TO-DO LIST>
- 1) In the text on Saint Louis University's desegregation, when did the university end its policy of racial exclusion?
- 2) Go on with the account of identifying Ross's student at Saint Louis University, starting after its last sentence.

Ross gives a basic description of what happened in his interview:
One of my students at St. Louis University was the first black woman to receive an M.S. in mathematics in the South. She was handicapped because she had had polio when she was young, and she was paralyzed in the left leg. The students and the young priests were with me in saying she should be accepted to the university, and that’s actually what made it possible for the university to make an exception and to start accepting black students when it was a very unpopular thing to do.
This account raises a number of questions.  Who was the woman?  How did people convince the university to admit her?  (She was admitted a full decade before the Brown v. Board of Ed decision ruled the de jure segregation of public schools unconstitutional.) What was her experience at SLU like?  What did she do after graduation?

Details about the desegregation of SLU are hard to find.  There are a few accounts of the event, and the university has commemorated major anniversaries, but accounts focus on the efforts of (white) local priests to challenge segregationist policies.  They mention that SLU ended its policy of racial exclusion at the start of the 1944 summer session when it admitted five African American students, but they don't even mention the names of all the students.  I could figure out one name because the student showed up at commemoration ceremonies, but he was not Ross's student.  (His degree, for example, was in education.) After doing some research, I found out that nobody seems to know the names.  I reached out to Deborah Cribbs at the SLU Archives, and the university simply does not have any record of which students in the 1940s were African American.

Despite the lack of records, I was able to figure out who Ross's student was using information that Cribbs provided.  SLU regularly publishes a bulletin that contains basic educational information about each graduating masters and doctoral student.  For example, here's the entry for Ross's student Margaret Willerding:

Entry for Ross's student Margaret Willerding in the SLU Bulletin
From the SLU Pius XII Memorial Library

The published information includes the student's undergraduate institution.  The early African American students can be identified from this because, due to segregation, they would have attended a historically black college or university (or, less likely, a university in the North that admitted African Americans). With this in mind, I was able to identify Ross's student.  It was Margaret Cecil Gerdine Taylor.

SUPPLIED MATERIAL>
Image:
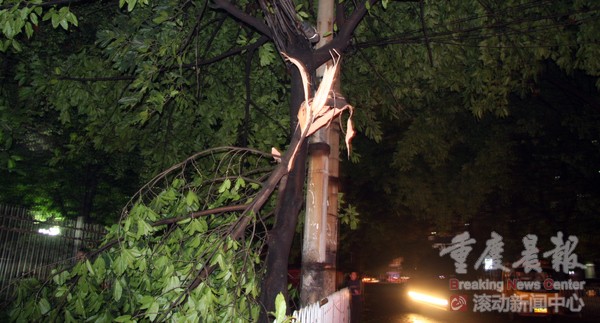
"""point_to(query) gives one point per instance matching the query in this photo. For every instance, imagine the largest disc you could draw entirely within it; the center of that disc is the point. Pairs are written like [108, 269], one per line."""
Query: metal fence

ANSWERS FOR THE TASKS>
- 1) At the start of the 1944 summer session, when it admitted five African American students.

- 2)
Photo of Margaret Cecil Gerdine Taylor
From the 1941 Lincoln University Yearbook

How do I know Taylor is the student? Here is her entry in the 1946 SLU Bulletin:

Entry for Margaret Taylor in 1946 SLU Bulletin
From the SLU Pius XII Memorial Library

Lincoln University is a public HBCU in Missouri, so Taylor was African American.  Moreover, while the entry doesn't list the name of her advisor, the topic of her master's thesis (binary quadratic forms) is on Ross's area of specialization.  

The other possible students can also be eliminated. There were five women who received M.S. degrees in math from 1945 to 1946, and all but Taylor and one other student attended whites-only institutions.  The other student was from Minnesota, received a joint math/physics degree, and wrote a thesis on experimental physics (title "Vapor Pressure of Liquid Bismuth by Two Methods Employing a Vacuum Microbalance") which is a topic Ross was unlikely to supervise.

Photo of Margaret Cecil Gerdine Taylor
From the 1942 Lincoln University Yearbook

I was able to piece together a little bit of information about Margaret Taylor from historical records like census data.  She was born in 1920 in St Louis to Clayburn and Lillian Gerdine.  Both of her parents had moved to St Louis from Mississippi.  The parents had probably moved to escape rural poverty and seek job opportunities in St Louis's then growing industries, a common pattern during the early 20th century.  Her father worked as a laborer in the steel industry.

Taylor was from a large family.  From the census data, it looks like she had 5 siblings.  (It's a little unclear because it looks like 2 families were living in the same household, and some of Taylor's siblings may have died in infancy.)  

Since Taylor attended SLU, the family was likely Catholic.  While Mississippi had a small population of Catholics, it's likely that Taylor's family converted after moving to St Louis.  The city had a large Catholic population, and the Catholic clergy were actively trying to convert new African American residents to Catholicism.

Taylor attended Lincoln University from 1938 to 1942.  While there, she was a member of the Delta Sigma Theta Sorority, serving as Sorority Treasurer in 1942. She was also one of two students to receive a 1942 Student Council scholarship.  

At Lincoln University, she had access to an excellent math education.  Lincoln's faculty included Walter Richard Talbot, one of the first African American math PhDs (University of Pittsburgh 1935).  At this time, few HBCUs employed PhD faculty in any field, and there were less than ten African American PhDs teaching mathematics in the entire country.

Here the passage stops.